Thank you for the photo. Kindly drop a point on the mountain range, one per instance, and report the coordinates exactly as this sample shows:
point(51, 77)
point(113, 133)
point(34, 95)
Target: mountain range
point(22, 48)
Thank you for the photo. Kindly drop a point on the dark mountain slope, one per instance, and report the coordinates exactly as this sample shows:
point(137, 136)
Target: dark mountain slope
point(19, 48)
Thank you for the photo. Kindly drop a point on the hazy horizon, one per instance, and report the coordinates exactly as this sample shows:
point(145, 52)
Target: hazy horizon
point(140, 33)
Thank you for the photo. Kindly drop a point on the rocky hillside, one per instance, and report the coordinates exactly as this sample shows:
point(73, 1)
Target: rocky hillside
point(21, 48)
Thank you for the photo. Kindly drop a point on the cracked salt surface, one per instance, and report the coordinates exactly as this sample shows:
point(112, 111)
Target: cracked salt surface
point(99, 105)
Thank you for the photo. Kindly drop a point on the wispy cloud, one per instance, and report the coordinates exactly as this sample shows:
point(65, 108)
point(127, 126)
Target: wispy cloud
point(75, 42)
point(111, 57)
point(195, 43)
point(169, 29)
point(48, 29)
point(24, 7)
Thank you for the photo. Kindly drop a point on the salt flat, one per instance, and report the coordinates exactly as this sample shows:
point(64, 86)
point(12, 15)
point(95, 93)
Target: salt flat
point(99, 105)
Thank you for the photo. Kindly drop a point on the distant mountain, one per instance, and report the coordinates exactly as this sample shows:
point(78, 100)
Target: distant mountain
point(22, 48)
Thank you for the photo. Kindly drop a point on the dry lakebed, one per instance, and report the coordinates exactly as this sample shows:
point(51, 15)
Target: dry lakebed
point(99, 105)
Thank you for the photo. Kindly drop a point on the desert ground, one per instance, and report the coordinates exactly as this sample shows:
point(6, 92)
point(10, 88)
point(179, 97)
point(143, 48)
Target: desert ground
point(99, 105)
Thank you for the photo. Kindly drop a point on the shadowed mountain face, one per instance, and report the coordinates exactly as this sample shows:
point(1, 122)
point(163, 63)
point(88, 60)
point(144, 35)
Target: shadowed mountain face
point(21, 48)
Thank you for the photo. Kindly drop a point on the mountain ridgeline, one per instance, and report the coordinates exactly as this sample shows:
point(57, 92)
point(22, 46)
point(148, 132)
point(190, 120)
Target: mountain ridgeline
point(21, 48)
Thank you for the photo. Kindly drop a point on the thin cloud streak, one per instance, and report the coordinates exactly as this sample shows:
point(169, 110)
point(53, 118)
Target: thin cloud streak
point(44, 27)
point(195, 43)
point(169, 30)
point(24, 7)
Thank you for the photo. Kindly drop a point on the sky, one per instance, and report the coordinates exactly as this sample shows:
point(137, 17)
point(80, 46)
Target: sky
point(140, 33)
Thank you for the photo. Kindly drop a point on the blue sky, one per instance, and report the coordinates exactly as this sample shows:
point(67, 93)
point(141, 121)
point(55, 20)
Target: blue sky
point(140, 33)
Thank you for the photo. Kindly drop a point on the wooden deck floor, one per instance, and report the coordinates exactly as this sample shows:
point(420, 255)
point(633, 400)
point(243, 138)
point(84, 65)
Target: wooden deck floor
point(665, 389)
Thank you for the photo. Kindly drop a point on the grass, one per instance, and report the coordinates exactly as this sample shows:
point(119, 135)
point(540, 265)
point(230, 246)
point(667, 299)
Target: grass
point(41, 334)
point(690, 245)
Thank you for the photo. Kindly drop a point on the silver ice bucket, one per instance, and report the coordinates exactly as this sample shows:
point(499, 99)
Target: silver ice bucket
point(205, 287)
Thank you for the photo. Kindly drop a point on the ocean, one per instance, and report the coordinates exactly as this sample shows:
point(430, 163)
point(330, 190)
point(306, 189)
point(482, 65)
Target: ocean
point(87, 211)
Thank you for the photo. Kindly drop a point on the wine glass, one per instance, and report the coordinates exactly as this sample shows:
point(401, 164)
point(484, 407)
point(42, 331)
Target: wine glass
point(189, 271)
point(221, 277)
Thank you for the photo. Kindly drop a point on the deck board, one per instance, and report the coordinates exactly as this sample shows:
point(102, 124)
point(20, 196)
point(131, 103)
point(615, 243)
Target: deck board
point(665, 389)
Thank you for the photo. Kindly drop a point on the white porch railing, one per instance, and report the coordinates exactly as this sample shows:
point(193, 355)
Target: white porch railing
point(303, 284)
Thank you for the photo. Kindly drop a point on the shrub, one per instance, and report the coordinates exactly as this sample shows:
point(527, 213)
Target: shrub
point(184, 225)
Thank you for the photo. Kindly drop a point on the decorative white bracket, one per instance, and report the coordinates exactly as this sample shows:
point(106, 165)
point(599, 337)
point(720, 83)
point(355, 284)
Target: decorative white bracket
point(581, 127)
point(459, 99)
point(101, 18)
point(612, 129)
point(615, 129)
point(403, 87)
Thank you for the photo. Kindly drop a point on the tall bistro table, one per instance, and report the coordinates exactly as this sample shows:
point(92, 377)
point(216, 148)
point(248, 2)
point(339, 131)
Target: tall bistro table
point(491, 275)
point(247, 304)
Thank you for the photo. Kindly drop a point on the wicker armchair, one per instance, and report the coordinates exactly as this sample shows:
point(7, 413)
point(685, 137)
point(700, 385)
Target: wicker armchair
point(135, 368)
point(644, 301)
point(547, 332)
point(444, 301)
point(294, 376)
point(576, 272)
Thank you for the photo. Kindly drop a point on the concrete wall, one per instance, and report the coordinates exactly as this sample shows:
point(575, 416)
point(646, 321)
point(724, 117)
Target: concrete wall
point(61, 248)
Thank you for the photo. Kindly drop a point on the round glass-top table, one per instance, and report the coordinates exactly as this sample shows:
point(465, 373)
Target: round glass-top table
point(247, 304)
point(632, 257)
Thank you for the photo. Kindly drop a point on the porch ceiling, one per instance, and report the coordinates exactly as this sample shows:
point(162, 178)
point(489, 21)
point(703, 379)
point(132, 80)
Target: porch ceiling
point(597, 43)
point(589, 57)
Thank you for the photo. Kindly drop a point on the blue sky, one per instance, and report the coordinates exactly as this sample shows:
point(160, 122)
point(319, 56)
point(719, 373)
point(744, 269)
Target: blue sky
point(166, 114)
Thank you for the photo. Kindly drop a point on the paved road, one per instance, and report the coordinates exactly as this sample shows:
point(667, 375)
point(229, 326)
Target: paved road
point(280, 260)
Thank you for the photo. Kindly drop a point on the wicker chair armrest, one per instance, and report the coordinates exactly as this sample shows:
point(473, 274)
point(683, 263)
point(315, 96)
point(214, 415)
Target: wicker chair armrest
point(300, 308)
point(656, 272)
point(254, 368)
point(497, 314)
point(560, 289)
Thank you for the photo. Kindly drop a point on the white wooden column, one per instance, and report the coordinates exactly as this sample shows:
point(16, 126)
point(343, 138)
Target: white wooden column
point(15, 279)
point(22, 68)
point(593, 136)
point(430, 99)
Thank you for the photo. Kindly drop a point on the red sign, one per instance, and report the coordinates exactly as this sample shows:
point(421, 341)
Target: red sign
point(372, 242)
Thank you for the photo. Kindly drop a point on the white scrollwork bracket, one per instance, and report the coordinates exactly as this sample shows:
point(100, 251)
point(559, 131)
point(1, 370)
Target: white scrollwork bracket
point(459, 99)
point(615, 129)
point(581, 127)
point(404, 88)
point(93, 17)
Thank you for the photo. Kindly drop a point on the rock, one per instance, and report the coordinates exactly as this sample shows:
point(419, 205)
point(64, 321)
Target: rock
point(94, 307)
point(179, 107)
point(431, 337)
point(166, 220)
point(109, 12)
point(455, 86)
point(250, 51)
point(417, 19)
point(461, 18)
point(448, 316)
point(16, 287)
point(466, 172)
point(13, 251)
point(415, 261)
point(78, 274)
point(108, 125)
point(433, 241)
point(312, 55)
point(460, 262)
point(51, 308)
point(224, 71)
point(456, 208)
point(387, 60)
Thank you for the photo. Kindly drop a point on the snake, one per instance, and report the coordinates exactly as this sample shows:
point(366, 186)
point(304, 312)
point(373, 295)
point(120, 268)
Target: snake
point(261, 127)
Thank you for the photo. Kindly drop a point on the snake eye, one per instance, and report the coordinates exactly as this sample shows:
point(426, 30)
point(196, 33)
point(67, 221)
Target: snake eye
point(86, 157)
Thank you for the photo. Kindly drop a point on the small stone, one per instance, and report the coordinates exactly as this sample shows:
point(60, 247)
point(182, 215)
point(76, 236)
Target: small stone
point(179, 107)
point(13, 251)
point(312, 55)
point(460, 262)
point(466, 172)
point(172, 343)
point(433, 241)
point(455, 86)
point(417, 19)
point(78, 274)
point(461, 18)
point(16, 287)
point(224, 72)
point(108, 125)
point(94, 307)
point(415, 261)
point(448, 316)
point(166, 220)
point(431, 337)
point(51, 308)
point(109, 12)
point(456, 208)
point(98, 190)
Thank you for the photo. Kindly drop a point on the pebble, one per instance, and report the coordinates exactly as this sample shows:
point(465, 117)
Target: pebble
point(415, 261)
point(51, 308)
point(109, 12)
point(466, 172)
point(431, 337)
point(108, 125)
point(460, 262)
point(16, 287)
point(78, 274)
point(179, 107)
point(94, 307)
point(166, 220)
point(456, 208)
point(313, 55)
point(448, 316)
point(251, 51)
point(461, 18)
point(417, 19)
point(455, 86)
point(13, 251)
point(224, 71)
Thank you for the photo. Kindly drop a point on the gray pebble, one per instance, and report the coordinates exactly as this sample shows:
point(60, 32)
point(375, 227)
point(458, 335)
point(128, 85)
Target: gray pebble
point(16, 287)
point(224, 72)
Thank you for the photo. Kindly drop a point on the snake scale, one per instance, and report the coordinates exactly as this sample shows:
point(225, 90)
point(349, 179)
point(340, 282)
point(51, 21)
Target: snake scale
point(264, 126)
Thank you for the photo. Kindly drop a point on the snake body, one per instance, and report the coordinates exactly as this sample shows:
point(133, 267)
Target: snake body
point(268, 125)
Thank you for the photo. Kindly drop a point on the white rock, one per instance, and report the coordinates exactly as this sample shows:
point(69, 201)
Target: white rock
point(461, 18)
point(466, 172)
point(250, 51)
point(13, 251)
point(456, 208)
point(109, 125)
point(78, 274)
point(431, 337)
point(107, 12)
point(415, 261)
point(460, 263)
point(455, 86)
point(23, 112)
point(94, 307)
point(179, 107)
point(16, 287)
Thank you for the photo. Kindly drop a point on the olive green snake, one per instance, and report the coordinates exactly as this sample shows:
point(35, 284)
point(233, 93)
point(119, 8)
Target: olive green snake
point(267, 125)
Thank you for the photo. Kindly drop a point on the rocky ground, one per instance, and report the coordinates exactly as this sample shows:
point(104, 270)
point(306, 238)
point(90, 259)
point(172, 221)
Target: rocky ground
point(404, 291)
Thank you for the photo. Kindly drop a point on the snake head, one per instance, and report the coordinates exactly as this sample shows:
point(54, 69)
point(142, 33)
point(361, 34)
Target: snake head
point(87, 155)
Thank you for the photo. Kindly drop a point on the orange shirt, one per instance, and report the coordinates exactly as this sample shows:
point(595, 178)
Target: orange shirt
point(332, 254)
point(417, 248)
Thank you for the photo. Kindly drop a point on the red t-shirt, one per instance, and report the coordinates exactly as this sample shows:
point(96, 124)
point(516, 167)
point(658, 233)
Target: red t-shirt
※ ※ ※
- **OBJECTIVE**
Reproduce the items from the line with "on the concrete" up to and including the line with "point(560, 289)", swapping "porch ceiling" for "veranda ceiling" and leaving everything else unchanged.

- **OUTPUT OF THE TASK**
Thank you for the photo. Kindly drop a point on the concrete wall, one per instance, and report the coordinates exactly as this sample shows:
point(575, 416)
point(646, 321)
point(724, 117)
Target: concrete wall
point(61, 248)
Thank you for the photo. Kindly drop a point on the round glass-top table, one per instance, and report the coordinates exactly as this sample shows:
point(465, 373)
Target: round glass-top table
point(247, 304)
point(632, 257)
Thank you for the photo. Kindly drop a point on the veranda ceiling, one per instance, and report the coordinates exactly as this sample shows:
point(162, 178)
point(489, 21)
point(703, 379)
point(132, 80)
Target: veranda ceiling
point(597, 43)
point(589, 57)
Thank you for the photo. Kindly drop a point on the blue sky, one per instance, and report the coordinates exactly as this sample shows:
point(160, 122)
point(319, 56)
point(719, 373)
point(744, 269)
Target: blue sky
point(166, 114)
Thank you for the photo. Kindly drop a point on the paved road, one per instance, and report the coordinates exactly as this sample shows:
point(667, 375)
point(229, 326)
Target: paved road
point(280, 260)
Thank you for the photo. Kindly drop a point on the wicker chair armrest, one per instance, and report the coordinates exactly as this sample shows:
point(473, 274)
point(683, 263)
point(315, 96)
point(214, 415)
Target: wicker chair armrest
point(300, 308)
point(656, 272)
point(254, 368)
point(497, 314)
point(560, 289)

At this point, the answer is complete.